What is expected: Write out each of the rows below again, substituting "Place a dot" for every occurrence of "Drop a point" and keeping all other text the same.
***** Records to process
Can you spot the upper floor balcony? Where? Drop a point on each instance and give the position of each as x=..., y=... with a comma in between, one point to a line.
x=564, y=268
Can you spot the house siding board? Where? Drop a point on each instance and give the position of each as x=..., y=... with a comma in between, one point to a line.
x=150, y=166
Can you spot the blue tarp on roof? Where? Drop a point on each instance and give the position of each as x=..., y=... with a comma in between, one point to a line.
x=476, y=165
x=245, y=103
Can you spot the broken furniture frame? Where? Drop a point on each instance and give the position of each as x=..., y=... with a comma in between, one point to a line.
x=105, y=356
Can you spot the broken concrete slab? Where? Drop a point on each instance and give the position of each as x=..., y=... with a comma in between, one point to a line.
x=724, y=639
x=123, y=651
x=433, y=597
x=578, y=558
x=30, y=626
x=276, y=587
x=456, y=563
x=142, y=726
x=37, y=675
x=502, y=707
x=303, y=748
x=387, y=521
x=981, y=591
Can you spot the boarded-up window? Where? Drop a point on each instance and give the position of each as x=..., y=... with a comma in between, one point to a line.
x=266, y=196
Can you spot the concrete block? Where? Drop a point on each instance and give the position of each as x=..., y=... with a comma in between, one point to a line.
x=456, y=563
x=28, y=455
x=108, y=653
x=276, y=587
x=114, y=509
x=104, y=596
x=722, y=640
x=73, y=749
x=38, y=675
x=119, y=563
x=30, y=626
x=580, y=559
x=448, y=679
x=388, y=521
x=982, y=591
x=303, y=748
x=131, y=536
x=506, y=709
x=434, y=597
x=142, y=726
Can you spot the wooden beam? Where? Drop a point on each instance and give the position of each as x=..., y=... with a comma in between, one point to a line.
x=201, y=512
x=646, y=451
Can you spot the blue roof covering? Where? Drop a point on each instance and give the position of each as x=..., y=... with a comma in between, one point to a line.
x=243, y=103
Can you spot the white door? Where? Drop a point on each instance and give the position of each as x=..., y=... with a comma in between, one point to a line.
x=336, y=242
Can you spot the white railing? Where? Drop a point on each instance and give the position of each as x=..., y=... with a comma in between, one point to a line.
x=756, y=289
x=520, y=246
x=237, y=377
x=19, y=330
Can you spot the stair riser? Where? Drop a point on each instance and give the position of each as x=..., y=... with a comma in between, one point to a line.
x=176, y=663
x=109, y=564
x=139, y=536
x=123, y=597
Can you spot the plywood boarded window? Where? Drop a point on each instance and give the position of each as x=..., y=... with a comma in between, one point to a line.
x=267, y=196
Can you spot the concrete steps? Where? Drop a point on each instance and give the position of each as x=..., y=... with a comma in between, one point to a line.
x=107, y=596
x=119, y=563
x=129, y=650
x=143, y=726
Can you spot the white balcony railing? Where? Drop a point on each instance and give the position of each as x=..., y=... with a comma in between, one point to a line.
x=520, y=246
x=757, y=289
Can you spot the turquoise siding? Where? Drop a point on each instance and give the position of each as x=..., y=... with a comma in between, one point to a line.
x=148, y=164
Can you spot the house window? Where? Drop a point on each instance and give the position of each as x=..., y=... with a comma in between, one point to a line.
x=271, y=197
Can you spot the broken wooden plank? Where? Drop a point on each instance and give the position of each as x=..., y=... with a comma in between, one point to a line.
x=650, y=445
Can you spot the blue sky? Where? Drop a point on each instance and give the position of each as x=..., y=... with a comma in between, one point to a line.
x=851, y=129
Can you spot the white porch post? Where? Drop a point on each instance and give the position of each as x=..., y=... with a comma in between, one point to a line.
**********
Exercise output:
Can you spot the upper floor balcony? Where? Place a dot on each instance and give the position of each as x=..., y=... with a comma in between, one point to a line.
x=564, y=268
Can you spot the house siding board? Where? Place a dot on each instance and give the position of each as x=..., y=... with a comma in between, one point to a line.
x=150, y=166
Can you spot the blue tarp on roof? Where? Place a dot on each instance and give the position of each as x=..., y=... with a comma in between, one point to a line.
x=476, y=165
x=245, y=103
Can you spot the broken furniture frame? Where? Place a dot on each instance and give the position of each as x=..., y=... with a comma in between, one point to a line.
x=105, y=356
Can you spot the broken concrete slab? Where? Place a dot on each instance and give the position of each as x=..., y=... with a comma in between, one point to a line.
x=724, y=639
x=123, y=651
x=433, y=597
x=578, y=558
x=30, y=626
x=276, y=587
x=456, y=563
x=142, y=726
x=37, y=675
x=502, y=707
x=303, y=748
x=387, y=521
x=981, y=591
Can you spot the boarded-up window? Where? Place a dot on each instance and give the position of each as x=..., y=... with a comma in between, one point to a line.
x=266, y=196
Can you spot the concrete block? Where? Place a dot on each instance and give the position of each as x=..., y=... with a comma in between, one point to a line.
x=456, y=563
x=28, y=455
x=108, y=653
x=276, y=587
x=114, y=509
x=104, y=596
x=722, y=640
x=73, y=749
x=38, y=675
x=119, y=563
x=30, y=626
x=580, y=559
x=448, y=679
x=388, y=521
x=982, y=591
x=303, y=748
x=131, y=536
x=506, y=709
x=434, y=597
x=142, y=726
Can you spot the wooden beam? Where? Place a dot on each instance and give the position of each as x=..., y=... with a comma in between, one point to a line.
x=201, y=512
x=646, y=451
Can you spot the blue roof covering? Where? Place a dot on each instance and give the position of each as x=..., y=... with a comma in between, one point to a line.
x=243, y=103
Can you spot the white door? Where? Place a dot on each instance and give the position of each as x=..., y=... with a comma in between, one point to a line.
x=336, y=242
Can you spot the white railing? Where? Place a dot on each instance and give the position of each as x=..., y=... with a comma in between, one point to a line.
x=756, y=289
x=520, y=246
x=237, y=377
x=19, y=330
Can you spot the stair riser? Where? Place a dot on each instance and give the position of each as x=..., y=... with a comma in between, one point to a line.
x=176, y=663
x=109, y=564
x=139, y=536
x=123, y=597
Can you spot the plywood boarded window? Where? Place a dot on each instance and give the position of each as x=..., y=... with a comma in between, one point to a line.
x=267, y=196
Can you spot the concrete steps? Where? Place a dot on each instance and give the position of each as x=..., y=... with a comma in between, one point to a line.
x=107, y=596
x=119, y=563
x=129, y=650
x=143, y=726
Can you spot the white balcony railing? Where? Place a dot on each instance and give the position of each as x=..., y=... with a comma in between, one point to a line.
x=520, y=246
x=757, y=289
Can you spot the turquoise siding? Where? Place a dot on each instance and give the position of each as x=..., y=... with a comma in between, one point to a line.
x=148, y=164
Can you spot the house window? Where? Place a dot on each instance and give the position of each as x=..., y=... with a comma in between, one point to a line.
x=271, y=197
Can you spot the broken wooden plank? Where? Place a dot on each instance and give the position of each as x=..., y=... with a comma in between, one point to a line.
x=650, y=445
Can you spot the blue sky? Where? Place a dot on each instance and give the position of each as x=..., y=... with a comma in between, one point to a line.
x=851, y=129
Can you spot the white porch post? Where? Place a dot on each instance and give the position of each as x=..., y=... with a comma in between, one point to a line.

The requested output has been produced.